### AIM OF THE EXERCISE
Your task is to repeat each record verbatim, exactly as it was written.

[Dataset items]
****************

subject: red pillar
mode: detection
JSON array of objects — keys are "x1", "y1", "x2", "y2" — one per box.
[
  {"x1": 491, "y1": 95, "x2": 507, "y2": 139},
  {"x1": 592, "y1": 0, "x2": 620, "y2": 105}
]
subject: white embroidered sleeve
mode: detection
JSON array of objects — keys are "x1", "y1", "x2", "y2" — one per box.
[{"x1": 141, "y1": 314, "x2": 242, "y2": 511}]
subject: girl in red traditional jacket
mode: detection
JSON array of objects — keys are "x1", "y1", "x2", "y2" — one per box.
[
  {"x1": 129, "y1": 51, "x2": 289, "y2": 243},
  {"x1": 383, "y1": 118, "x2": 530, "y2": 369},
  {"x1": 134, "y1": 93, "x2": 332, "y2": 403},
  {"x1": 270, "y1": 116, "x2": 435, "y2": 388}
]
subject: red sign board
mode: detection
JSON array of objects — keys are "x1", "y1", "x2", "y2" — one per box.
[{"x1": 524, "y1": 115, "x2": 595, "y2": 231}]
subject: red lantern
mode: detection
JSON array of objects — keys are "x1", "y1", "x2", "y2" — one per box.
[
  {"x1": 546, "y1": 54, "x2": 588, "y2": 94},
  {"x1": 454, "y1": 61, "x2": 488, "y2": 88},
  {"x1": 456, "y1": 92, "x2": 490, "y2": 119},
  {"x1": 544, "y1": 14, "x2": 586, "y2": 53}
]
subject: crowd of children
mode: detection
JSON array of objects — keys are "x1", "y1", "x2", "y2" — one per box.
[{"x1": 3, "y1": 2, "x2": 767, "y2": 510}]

****************

### RESPONSE AREA
subject: red pillar
mode: detection
JSON array of objects — keys are "x1", "y1", "x2", "y2" — one per box.
[
  {"x1": 491, "y1": 95, "x2": 507, "y2": 139},
  {"x1": 592, "y1": 0, "x2": 620, "y2": 105}
]
subject: white embroidered sleeve
mode: detection
JSON array of objects — keys are "x1", "y1", "x2", "y2" — one per box.
[{"x1": 141, "y1": 314, "x2": 242, "y2": 511}]
subject: girl in red traditional jacket
mode: detection
JSON array of objects — keys are "x1", "y1", "x2", "y2" — one per box.
[
  {"x1": 129, "y1": 51, "x2": 289, "y2": 243},
  {"x1": 383, "y1": 118, "x2": 530, "y2": 369},
  {"x1": 134, "y1": 93, "x2": 332, "y2": 403},
  {"x1": 270, "y1": 116, "x2": 435, "y2": 388}
]
subject: red sign board
mode: detection
JSON array of objects — keys are "x1", "y1", "x2", "y2" — one per box.
[{"x1": 524, "y1": 115, "x2": 595, "y2": 231}]
subject: red lantern
mode: detection
JSON array of objects — keys are "x1", "y1", "x2", "y2" — one per box.
[
  {"x1": 546, "y1": 54, "x2": 588, "y2": 94},
  {"x1": 454, "y1": 61, "x2": 488, "y2": 88},
  {"x1": 456, "y1": 92, "x2": 490, "y2": 119},
  {"x1": 544, "y1": 14, "x2": 586, "y2": 53}
]
subject: crowd of children
mode: detection
JSON array of objects — keys are "x1", "y1", "x2", "y2" — one per box.
[{"x1": 3, "y1": 2, "x2": 767, "y2": 510}]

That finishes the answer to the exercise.